- WORK ITEM
Transcribe all of the records word for word, but omit the pictures.

RECORDS TO USE section start

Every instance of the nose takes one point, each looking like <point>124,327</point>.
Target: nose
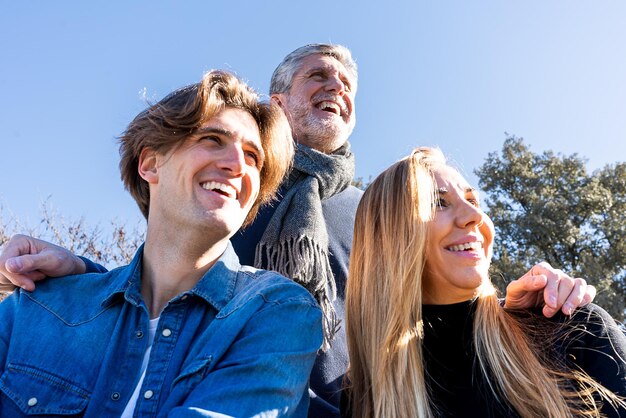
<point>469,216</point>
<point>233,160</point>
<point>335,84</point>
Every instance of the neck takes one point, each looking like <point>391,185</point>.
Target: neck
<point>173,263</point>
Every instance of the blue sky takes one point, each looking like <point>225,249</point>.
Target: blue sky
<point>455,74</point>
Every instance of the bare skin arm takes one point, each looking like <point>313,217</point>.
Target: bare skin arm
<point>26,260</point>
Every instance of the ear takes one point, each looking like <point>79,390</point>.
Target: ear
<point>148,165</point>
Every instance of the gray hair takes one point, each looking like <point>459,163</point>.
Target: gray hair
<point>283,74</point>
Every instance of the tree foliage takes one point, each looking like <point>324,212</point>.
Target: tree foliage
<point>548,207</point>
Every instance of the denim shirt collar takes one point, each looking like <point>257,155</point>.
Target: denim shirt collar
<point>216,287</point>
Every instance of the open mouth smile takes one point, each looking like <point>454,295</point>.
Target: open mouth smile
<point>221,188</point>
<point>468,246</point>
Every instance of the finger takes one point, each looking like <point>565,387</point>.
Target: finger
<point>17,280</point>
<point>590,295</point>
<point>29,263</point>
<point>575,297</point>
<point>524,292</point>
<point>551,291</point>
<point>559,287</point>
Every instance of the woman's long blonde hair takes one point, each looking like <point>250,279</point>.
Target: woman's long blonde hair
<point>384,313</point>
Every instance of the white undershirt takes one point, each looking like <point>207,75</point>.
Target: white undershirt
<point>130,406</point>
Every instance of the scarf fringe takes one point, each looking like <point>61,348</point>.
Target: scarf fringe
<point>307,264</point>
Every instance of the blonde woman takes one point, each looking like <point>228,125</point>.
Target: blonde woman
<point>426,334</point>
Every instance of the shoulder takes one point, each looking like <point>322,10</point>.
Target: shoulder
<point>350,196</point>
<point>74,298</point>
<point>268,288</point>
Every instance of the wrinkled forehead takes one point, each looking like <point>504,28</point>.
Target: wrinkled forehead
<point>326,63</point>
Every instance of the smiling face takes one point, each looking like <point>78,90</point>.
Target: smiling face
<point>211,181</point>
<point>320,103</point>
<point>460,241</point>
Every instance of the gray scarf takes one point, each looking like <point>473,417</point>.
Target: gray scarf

RECORDS TO USE section end

- ANSWER BOX
Every instance of the nose takes one point, each looking like <point>124,327</point>.
Target: nose
<point>469,216</point>
<point>233,160</point>
<point>335,84</point>
Every instance of the neck takes one point, each looking like <point>391,185</point>.
Target: neck
<point>173,263</point>
Every instance of the blue sky takes one point, each looking like <point>225,249</point>.
Target: blue sky
<point>455,74</point>
Every instance of the bare skin arm takes one point, each looking like <point>313,217</point>.
Target: bare skin arm
<point>26,260</point>
Every instance of the ear takes one point, each looking like <point>79,390</point>.
Target: ear
<point>148,165</point>
Every instance of the gray hair takes one point, each looking like <point>459,163</point>.
Target: gray hair
<point>283,74</point>
Every instance of the tree foliage takes one point, each looking like <point>324,212</point>.
Target: tree foliage
<point>548,207</point>
Every instance of the denim shirt collar takes one point, each looking like <point>257,155</point>.
Target: denim shirt collar
<point>216,287</point>
Every instance of the open mouth smile takes one point, each looking like <point>454,295</point>.
Target: open mouth smile
<point>221,188</point>
<point>468,246</point>
Every instance of the finger takes one point, each looking like <point>565,387</point>.
Target: finger
<point>17,280</point>
<point>590,295</point>
<point>29,263</point>
<point>575,297</point>
<point>524,292</point>
<point>551,291</point>
<point>559,287</point>
Every instance of the woman's long blonde hair takes one point, each looking like <point>250,279</point>.
Target: woman's long blonde hair
<point>384,313</point>
Every instance of the white undershirt takes one point, each looking like <point>207,75</point>.
Target: white undershirt
<point>130,406</point>
Every instance of the scarf fringe takes one point, each looking like <point>61,348</point>.
Target: scarf fringe
<point>307,264</point>
Every instance of the blonde woman takes one point, each looking like <point>228,125</point>.
Target: blonde woman
<point>426,334</point>
Every instance of the shoulder takes one point, each looking like <point>322,10</point>.
Target: shoulder
<point>350,196</point>
<point>74,298</point>
<point>268,288</point>
Every instance of the wrinkled forehead takes one point, each looking like <point>504,28</point>.
Target: wrinkled forehead
<point>326,63</point>
Every instance of the smiling face takes one point, each looking like <point>78,90</point>.
Target: smiling face
<point>211,181</point>
<point>320,103</point>
<point>460,241</point>
Every instance of the gray scarf takes one point, each looking like <point>473,417</point>.
Target: gray scarf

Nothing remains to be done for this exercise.